## Task details
Rewrite the lines between the one holding "Find the dark" and the one holding "Target: dark foreground silhouette", inclusive, with "silhouette" changed to "outline" and everything else left the same. Return only those lines.

## Exercise material
————————

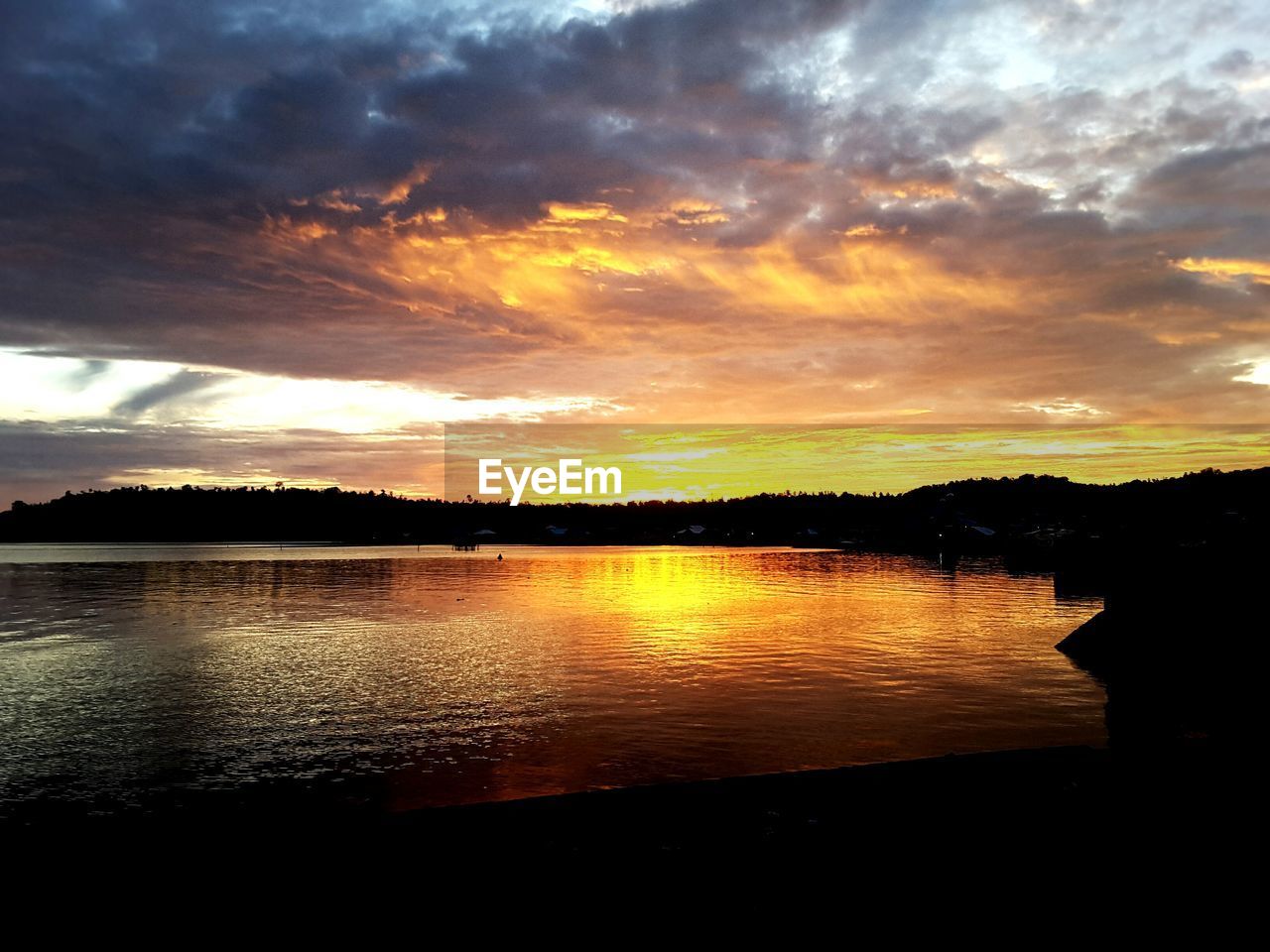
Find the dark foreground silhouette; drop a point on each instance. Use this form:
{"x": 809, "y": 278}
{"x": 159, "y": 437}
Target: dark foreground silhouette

————————

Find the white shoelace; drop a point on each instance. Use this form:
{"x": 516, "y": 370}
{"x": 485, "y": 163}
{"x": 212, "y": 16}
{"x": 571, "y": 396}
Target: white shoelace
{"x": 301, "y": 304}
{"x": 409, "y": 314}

————————

## Answer to the problem
Find the dark foreground outline; drop a point on each instance. Use this form:
{"x": 809, "y": 278}
{"x": 159, "y": 437}
Target: dark foreground outline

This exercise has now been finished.